**Instruction:**
Repeat the entries word for word, starting at the line that contains "paisley dress, as integer pixel positions." and ending at the last line of the entries, with both ends included. Leave the pictures out of your answer.

[start Records for the exercise]

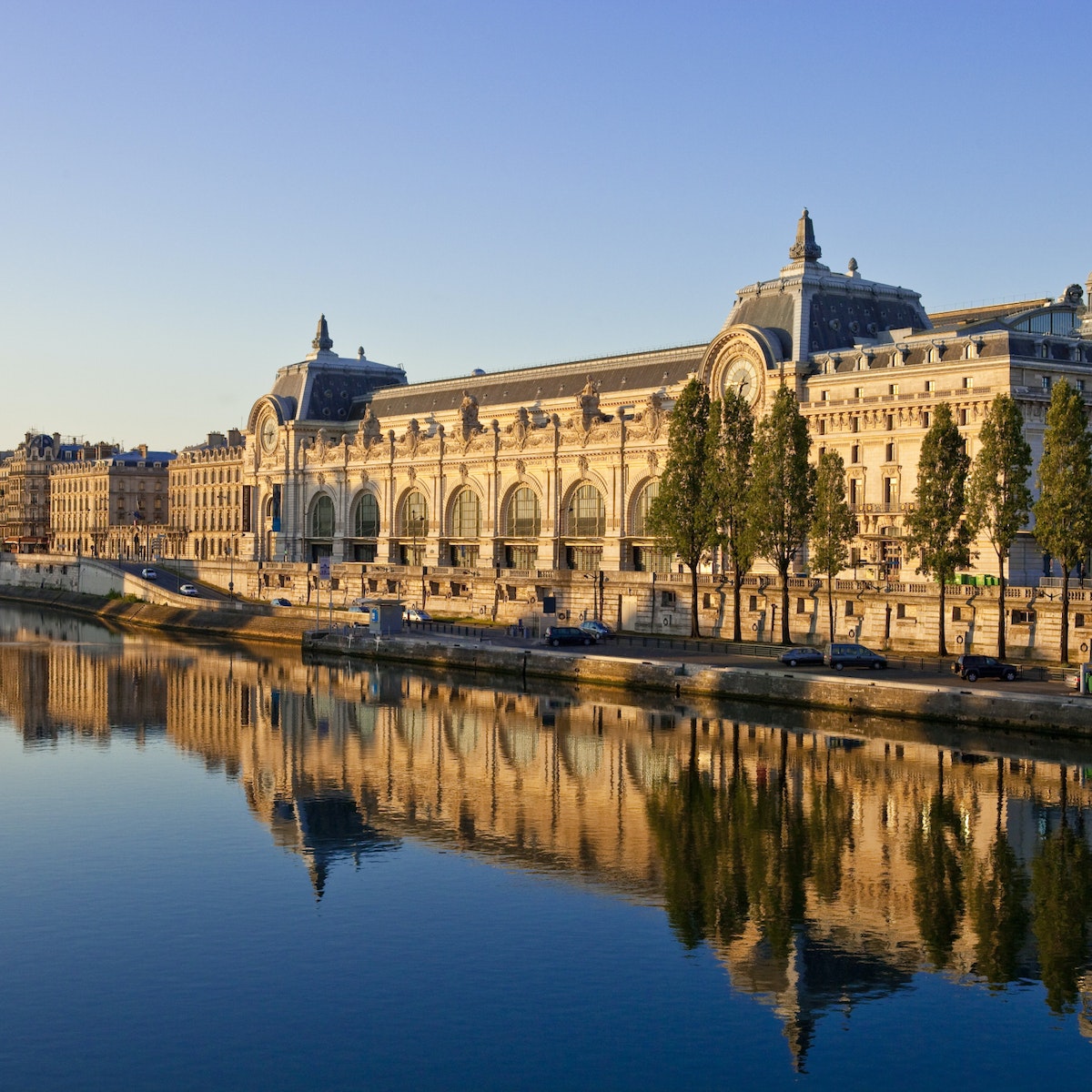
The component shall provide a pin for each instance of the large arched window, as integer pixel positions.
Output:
(642, 506)
(524, 516)
(414, 516)
(322, 518)
(465, 516)
(588, 514)
(366, 518)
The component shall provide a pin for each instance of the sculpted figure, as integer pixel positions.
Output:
(468, 410)
(413, 436)
(369, 435)
(589, 402)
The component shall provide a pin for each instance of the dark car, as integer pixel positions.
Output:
(566, 634)
(975, 667)
(840, 656)
(797, 656)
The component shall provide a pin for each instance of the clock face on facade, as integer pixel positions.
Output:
(268, 434)
(742, 377)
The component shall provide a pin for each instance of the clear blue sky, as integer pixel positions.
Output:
(186, 186)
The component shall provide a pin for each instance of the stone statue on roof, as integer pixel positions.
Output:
(468, 414)
(589, 402)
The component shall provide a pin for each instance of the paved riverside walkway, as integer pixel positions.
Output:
(904, 667)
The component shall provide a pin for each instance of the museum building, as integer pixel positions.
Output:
(502, 487)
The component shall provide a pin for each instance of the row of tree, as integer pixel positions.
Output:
(749, 489)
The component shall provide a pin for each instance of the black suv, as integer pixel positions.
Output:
(975, 667)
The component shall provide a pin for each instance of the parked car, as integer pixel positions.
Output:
(972, 667)
(804, 655)
(566, 634)
(853, 655)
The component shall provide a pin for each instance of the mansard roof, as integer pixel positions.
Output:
(326, 387)
(811, 309)
(615, 378)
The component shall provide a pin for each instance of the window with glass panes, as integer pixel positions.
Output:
(588, 516)
(465, 516)
(524, 516)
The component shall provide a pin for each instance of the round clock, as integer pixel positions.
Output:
(268, 434)
(742, 377)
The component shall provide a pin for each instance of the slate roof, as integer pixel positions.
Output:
(614, 377)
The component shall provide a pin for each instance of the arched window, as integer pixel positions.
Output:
(366, 518)
(524, 516)
(414, 519)
(465, 516)
(588, 516)
(322, 518)
(642, 506)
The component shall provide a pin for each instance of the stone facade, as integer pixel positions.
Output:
(114, 506)
(491, 490)
(207, 500)
(25, 511)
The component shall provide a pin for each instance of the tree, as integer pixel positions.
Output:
(833, 525)
(682, 516)
(1064, 509)
(999, 500)
(732, 436)
(781, 494)
(938, 531)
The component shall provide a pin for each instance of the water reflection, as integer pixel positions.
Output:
(822, 865)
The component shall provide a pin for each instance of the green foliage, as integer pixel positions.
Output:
(833, 525)
(682, 517)
(938, 531)
(782, 484)
(998, 500)
(732, 440)
(1064, 509)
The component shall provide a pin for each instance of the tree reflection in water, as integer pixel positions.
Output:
(746, 847)
(1062, 887)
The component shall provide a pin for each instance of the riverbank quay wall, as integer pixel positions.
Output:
(1070, 714)
(894, 617)
(939, 702)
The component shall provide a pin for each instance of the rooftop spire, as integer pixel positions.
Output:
(322, 336)
(805, 247)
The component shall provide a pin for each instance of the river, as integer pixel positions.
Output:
(228, 867)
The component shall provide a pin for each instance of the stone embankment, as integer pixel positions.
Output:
(931, 698)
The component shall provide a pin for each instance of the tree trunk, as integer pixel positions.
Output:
(1065, 612)
(942, 648)
(693, 600)
(784, 606)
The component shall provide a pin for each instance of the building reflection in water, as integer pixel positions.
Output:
(823, 863)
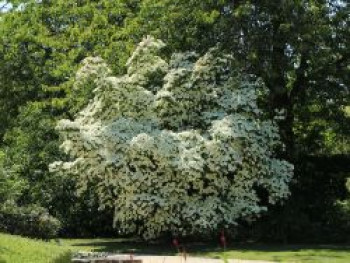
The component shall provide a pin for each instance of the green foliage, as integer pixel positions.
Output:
(299, 48)
(177, 146)
(31, 221)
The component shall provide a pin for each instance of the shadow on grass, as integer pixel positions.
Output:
(136, 247)
(201, 249)
(63, 258)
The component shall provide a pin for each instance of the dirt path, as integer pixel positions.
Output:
(178, 259)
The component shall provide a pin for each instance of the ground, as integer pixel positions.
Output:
(14, 249)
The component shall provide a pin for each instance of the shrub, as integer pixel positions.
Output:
(31, 221)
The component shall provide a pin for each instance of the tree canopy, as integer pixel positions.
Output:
(179, 146)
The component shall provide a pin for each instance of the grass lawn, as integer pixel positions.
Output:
(15, 249)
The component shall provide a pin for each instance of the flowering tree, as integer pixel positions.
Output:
(179, 146)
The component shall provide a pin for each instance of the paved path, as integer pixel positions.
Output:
(179, 259)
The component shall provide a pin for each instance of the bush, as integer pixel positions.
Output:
(31, 221)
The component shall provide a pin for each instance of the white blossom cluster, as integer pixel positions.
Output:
(175, 146)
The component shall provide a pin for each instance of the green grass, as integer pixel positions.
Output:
(14, 249)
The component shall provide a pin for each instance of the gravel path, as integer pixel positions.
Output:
(178, 259)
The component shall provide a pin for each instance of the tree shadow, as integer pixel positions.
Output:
(63, 258)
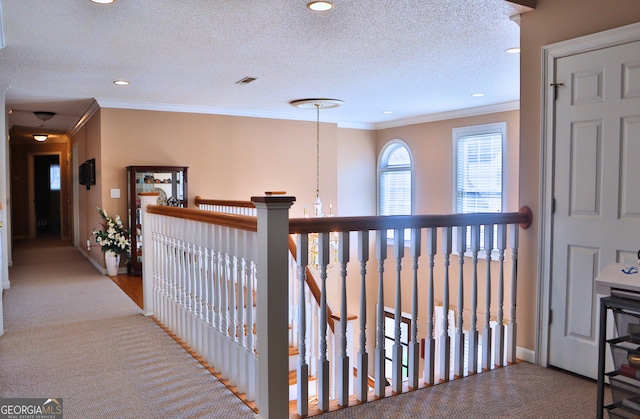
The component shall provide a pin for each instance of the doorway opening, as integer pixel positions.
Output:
(46, 195)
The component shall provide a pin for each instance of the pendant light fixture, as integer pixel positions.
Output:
(317, 104)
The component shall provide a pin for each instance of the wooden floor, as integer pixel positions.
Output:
(131, 285)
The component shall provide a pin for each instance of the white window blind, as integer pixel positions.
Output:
(395, 193)
(395, 180)
(479, 173)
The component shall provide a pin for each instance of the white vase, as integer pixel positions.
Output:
(112, 260)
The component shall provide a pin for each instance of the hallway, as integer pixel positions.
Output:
(71, 333)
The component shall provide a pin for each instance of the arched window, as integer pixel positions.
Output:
(395, 179)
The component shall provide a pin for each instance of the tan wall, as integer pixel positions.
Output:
(229, 158)
(431, 145)
(552, 21)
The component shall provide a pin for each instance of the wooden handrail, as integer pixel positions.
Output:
(313, 285)
(333, 224)
(523, 217)
(227, 203)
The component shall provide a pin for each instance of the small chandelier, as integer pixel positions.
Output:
(317, 104)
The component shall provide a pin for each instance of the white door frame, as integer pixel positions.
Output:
(550, 54)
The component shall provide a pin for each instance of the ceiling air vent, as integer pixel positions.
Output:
(246, 80)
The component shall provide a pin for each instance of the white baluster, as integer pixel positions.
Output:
(241, 335)
(323, 362)
(381, 255)
(512, 325)
(396, 374)
(499, 329)
(458, 342)
(430, 342)
(217, 299)
(414, 344)
(302, 257)
(445, 342)
(473, 330)
(233, 306)
(362, 387)
(486, 331)
(343, 359)
(224, 305)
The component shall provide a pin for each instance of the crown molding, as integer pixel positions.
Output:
(302, 116)
(441, 116)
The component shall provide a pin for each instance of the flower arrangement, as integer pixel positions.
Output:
(113, 236)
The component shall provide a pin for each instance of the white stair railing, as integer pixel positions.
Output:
(205, 278)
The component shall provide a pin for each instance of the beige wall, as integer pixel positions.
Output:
(432, 149)
(431, 145)
(228, 158)
(552, 21)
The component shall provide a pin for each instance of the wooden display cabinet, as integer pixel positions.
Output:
(170, 182)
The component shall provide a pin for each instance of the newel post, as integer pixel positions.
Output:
(273, 305)
(146, 199)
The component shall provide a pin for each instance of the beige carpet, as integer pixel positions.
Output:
(71, 333)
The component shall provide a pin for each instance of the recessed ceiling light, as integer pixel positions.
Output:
(320, 6)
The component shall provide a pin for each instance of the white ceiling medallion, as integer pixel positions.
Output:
(316, 103)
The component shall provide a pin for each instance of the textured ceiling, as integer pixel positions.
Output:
(417, 58)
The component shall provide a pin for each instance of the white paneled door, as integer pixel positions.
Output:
(596, 192)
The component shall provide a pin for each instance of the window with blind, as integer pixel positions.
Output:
(395, 181)
(479, 169)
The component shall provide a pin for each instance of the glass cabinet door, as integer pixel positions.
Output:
(170, 182)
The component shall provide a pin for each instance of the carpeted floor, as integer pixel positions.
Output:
(71, 333)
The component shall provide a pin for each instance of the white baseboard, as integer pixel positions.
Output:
(95, 264)
(526, 354)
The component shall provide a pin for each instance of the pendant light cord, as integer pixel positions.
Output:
(317, 150)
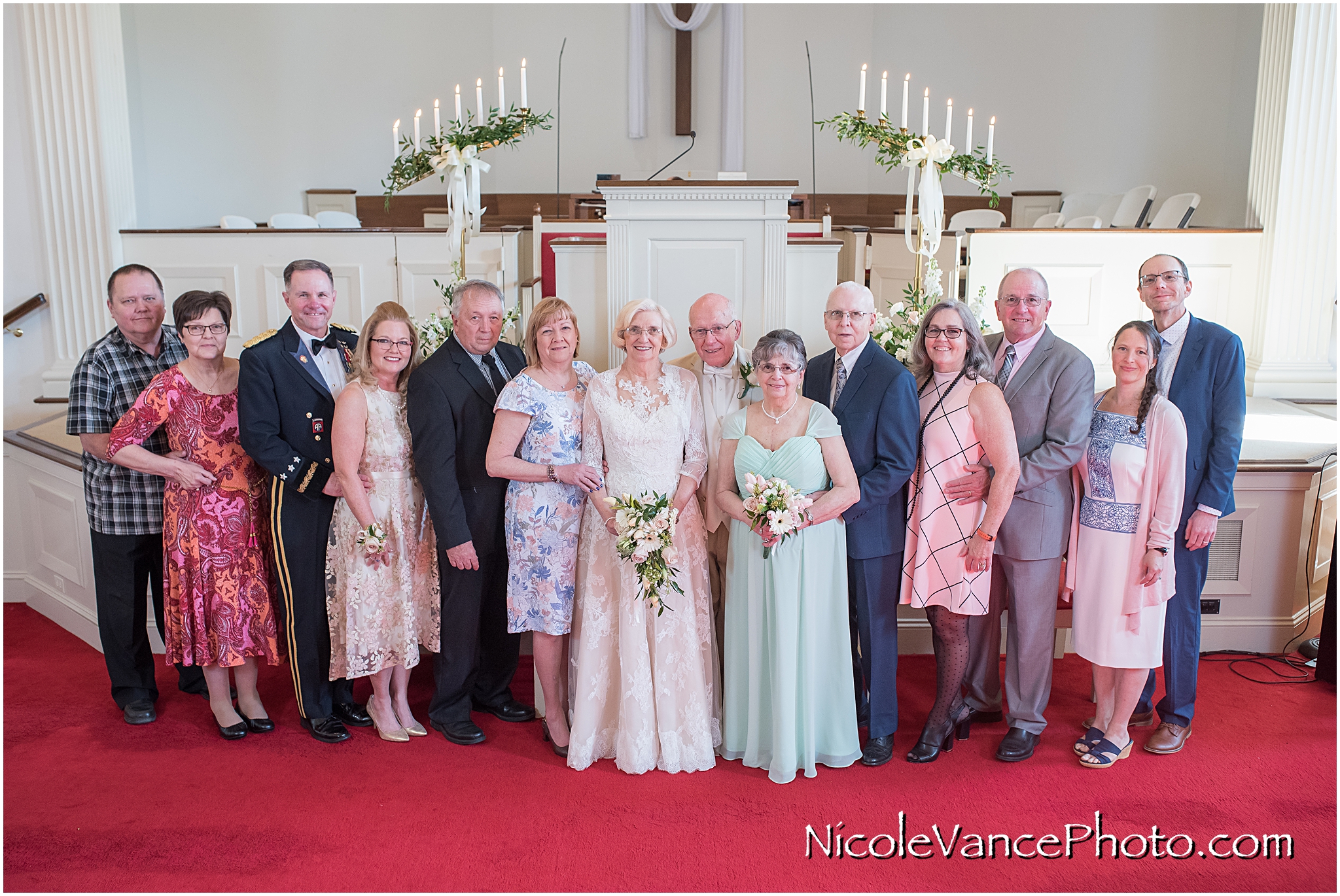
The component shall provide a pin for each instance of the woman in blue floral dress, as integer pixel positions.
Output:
(540, 411)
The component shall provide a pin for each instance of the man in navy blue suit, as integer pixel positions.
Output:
(1203, 371)
(874, 400)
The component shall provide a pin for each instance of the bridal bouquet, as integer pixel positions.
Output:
(646, 535)
(775, 504)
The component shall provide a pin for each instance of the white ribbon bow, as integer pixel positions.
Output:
(926, 153)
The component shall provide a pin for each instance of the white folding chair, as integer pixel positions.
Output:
(1108, 208)
(1135, 207)
(340, 220)
(1176, 212)
(978, 218)
(292, 221)
(1078, 204)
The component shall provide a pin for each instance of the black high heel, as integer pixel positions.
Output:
(933, 742)
(259, 726)
(557, 750)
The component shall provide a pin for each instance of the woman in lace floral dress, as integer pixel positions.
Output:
(217, 610)
(645, 687)
(382, 595)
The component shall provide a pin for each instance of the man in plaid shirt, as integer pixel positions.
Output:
(126, 508)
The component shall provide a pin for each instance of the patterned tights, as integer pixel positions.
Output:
(949, 635)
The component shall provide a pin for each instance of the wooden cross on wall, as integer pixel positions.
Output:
(682, 73)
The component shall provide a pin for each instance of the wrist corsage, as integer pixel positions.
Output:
(372, 539)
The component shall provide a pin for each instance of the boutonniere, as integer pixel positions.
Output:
(747, 374)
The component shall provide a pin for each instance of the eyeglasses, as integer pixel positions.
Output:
(1169, 279)
(199, 330)
(786, 370)
(838, 317)
(701, 332)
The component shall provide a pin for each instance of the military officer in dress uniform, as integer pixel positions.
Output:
(286, 401)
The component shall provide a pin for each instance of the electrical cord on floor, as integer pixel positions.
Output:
(1300, 674)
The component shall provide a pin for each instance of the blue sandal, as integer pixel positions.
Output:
(1106, 753)
(1087, 742)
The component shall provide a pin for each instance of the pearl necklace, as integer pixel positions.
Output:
(777, 419)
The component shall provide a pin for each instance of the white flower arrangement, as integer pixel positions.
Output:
(776, 506)
(646, 538)
(896, 331)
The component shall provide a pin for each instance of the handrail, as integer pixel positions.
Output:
(23, 311)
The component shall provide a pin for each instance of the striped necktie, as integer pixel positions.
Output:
(1007, 366)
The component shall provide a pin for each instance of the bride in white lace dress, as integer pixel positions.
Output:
(645, 689)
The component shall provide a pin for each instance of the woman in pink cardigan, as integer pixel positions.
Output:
(1120, 574)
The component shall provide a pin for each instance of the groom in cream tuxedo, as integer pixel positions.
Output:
(717, 365)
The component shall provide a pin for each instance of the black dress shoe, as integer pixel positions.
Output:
(878, 750)
(507, 710)
(353, 714)
(328, 731)
(259, 726)
(140, 713)
(234, 732)
(1017, 745)
(463, 733)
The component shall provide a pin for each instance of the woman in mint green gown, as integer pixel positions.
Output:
(788, 702)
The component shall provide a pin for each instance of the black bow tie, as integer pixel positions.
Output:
(330, 342)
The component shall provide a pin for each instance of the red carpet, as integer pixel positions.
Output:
(92, 804)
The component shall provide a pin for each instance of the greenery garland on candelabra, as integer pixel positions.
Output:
(892, 146)
(497, 129)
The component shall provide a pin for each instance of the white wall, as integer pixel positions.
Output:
(239, 109)
(24, 262)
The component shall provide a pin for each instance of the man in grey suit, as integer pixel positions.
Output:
(1048, 385)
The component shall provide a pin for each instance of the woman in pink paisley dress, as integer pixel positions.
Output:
(217, 585)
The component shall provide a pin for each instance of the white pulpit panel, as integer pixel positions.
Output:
(676, 240)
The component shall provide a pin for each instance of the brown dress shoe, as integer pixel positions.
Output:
(1169, 738)
(1138, 721)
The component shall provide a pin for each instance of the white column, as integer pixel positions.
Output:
(1292, 198)
(75, 71)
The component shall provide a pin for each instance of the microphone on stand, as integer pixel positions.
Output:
(693, 137)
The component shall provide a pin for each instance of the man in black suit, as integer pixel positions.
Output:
(286, 401)
(875, 401)
(451, 415)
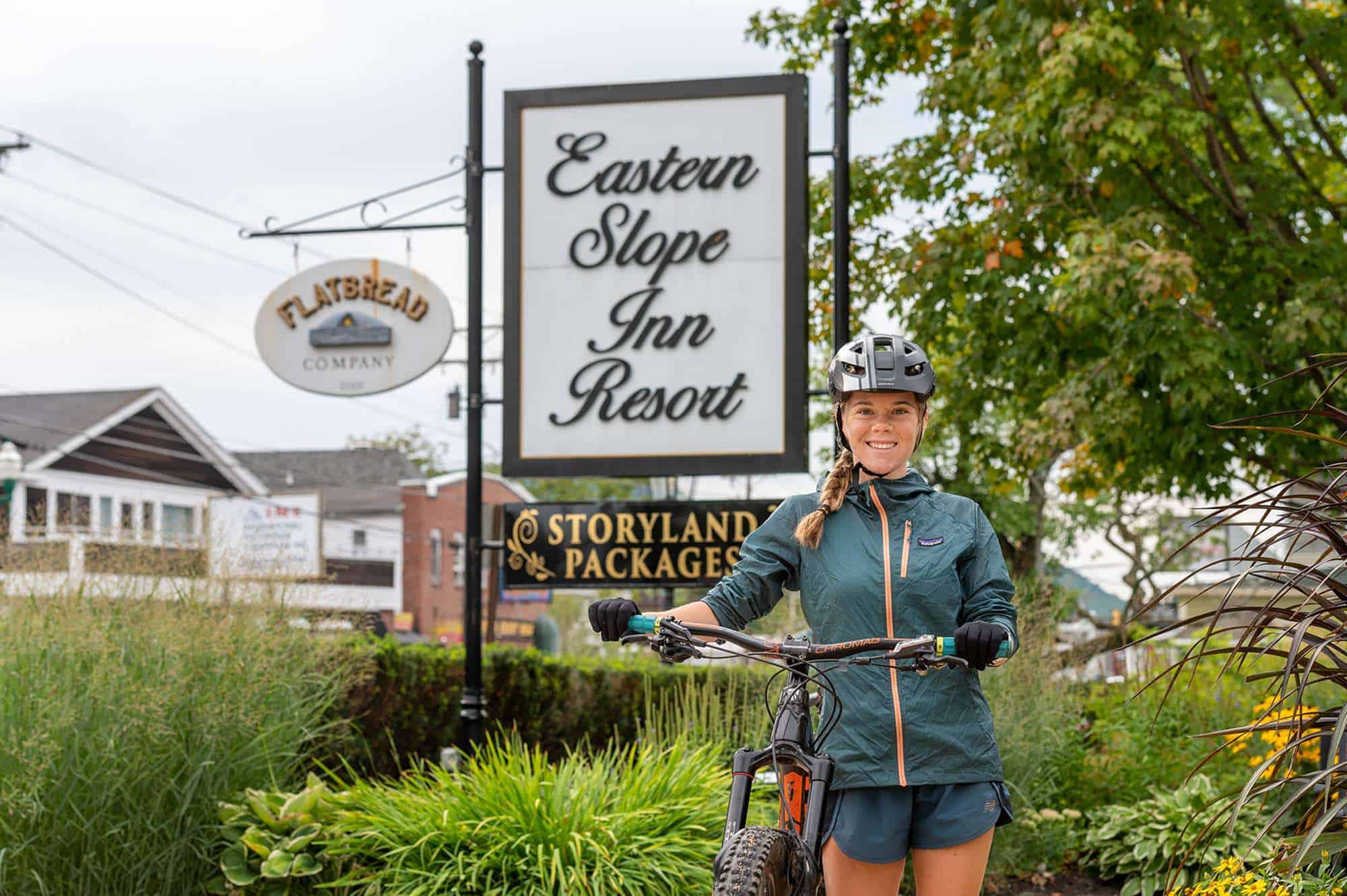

[end Records for the exercise]

**Answer for this exercise:**
The component shall provide a pin for each instance of the woman in pink paisley dress, as integer pixel positions.
Output:
(217, 585)
The component shall provide a pin for each instance of the white pulpit panel, as integer pixel positions.
Output:
(676, 240)
The component shall provide a pin for each instance of the brown dress shoe, as integer pixel positions.
Output:
(1169, 738)
(1138, 721)
The component shall provide a pin for each instance of the white column, as integer pixel positions.
Output:
(1292, 198)
(75, 71)
The component shall provide a pin for each instance of the microphone on stand, as integer pixel positions.
Output:
(693, 137)
The component shall provide a pin for each instance of the man in black suit, as integer pixel positions.
Output:
(286, 401)
(875, 401)
(451, 415)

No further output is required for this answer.